TASK OBJECTIVE :: Retype the opening lines of the data exactly, stopping after the line that contains "Phrase: goalkeeper glove". Skip every picture.
*** Opening of RECORD EXCERPTS ***
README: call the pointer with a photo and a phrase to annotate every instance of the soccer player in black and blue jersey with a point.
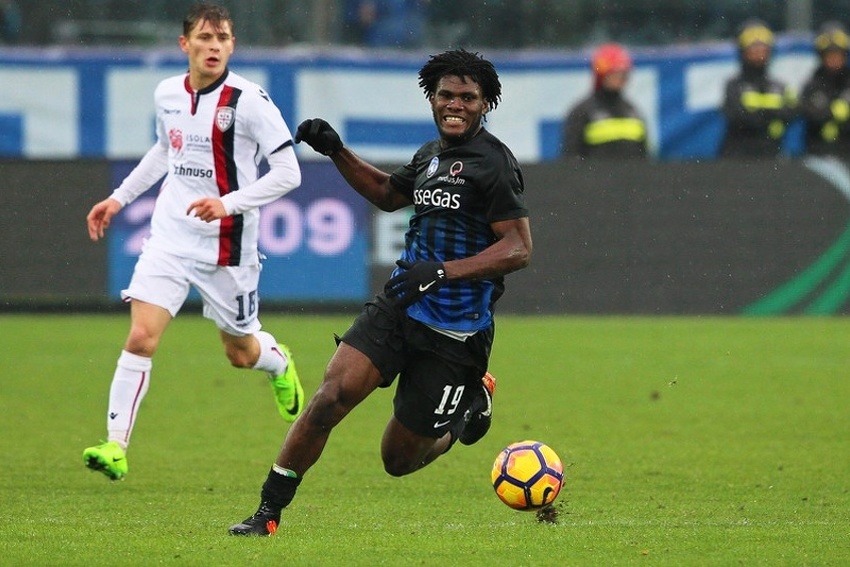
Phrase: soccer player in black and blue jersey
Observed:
(432, 326)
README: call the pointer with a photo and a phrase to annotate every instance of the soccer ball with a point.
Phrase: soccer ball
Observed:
(527, 475)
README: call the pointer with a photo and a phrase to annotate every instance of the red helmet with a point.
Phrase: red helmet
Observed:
(609, 58)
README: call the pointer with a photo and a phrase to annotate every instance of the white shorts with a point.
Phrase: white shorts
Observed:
(229, 293)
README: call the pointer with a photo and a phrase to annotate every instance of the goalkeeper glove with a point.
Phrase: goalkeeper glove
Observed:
(417, 279)
(319, 135)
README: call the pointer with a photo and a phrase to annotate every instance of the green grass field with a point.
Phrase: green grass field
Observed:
(687, 441)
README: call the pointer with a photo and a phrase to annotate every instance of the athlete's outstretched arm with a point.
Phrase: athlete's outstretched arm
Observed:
(369, 181)
(365, 178)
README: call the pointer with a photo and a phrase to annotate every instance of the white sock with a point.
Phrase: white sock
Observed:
(130, 383)
(271, 359)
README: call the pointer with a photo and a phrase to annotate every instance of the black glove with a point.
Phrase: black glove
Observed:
(418, 279)
(319, 135)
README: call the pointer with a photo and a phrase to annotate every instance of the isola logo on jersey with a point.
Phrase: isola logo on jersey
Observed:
(224, 117)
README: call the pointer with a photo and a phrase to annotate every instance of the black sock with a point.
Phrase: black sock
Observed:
(279, 490)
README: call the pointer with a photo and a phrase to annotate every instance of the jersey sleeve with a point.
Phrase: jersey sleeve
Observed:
(404, 178)
(266, 124)
(503, 187)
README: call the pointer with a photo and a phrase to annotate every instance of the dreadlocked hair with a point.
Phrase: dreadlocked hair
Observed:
(461, 63)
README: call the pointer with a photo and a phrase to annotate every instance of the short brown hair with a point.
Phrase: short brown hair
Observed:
(215, 15)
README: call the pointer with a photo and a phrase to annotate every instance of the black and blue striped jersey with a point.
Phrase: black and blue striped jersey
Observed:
(457, 193)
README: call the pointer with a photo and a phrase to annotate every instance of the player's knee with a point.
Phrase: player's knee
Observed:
(397, 465)
(141, 342)
(326, 407)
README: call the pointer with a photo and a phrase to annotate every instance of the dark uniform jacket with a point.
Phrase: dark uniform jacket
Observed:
(758, 110)
(605, 125)
(825, 106)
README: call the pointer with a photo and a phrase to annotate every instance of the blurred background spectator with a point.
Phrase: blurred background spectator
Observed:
(11, 23)
(757, 107)
(605, 124)
(825, 102)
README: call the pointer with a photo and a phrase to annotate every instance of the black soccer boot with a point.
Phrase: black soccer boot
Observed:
(264, 522)
(479, 416)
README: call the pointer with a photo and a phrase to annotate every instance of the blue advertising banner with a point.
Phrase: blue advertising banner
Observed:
(315, 239)
(92, 103)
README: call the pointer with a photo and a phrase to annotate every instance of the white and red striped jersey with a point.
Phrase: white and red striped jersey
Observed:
(215, 139)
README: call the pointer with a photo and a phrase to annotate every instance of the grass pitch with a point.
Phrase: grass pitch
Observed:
(687, 441)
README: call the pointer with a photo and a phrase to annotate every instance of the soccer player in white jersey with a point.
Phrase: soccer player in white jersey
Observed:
(213, 127)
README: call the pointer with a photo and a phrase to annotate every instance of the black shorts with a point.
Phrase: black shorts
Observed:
(438, 375)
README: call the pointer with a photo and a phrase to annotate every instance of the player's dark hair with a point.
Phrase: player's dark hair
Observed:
(201, 12)
(461, 63)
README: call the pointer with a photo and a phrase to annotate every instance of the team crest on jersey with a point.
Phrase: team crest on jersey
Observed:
(432, 167)
(224, 117)
(175, 138)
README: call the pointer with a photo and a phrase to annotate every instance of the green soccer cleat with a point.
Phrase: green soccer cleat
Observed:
(288, 392)
(108, 458)
(264, 522)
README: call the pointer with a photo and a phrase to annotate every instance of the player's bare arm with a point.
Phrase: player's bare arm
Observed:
(369, 181)
(207, 209)
(511, 252)
(100, 216)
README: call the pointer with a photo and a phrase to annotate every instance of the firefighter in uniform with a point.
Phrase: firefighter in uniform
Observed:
(825, 102)
(605, 124)
(757, 108)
*** Close of RECORD EXCERPTS ***
ANSWER TO THE PROBLEM ::
README: call the pointer with a photo and a phrase to annotate every instance of the soccer player in black and blue jersey with a point.
Phrase: soccer player in black and blue jersey
Observed:
(432, 326)
README: call the pointer with a photo and a phrase to annotate every instance of the soccer ball with a point.
Phrase: soccer ball
Observed:
(527, 475)
README: call the pointer with a photo and a phrase to annotate every instance of the red helmet with a point.
Phrase: red helmet
Observed:
(609, 58)
README: call the pointer with a photo and a phrase to annotate every instance of the white shorts with a point.
Phrase: white shorts
Observed:
(229, 293)
README: call the pointer with a photo and a phrase to annotate every instance of the goalkeeper glove with a point.
Phrase: goalkeeper glove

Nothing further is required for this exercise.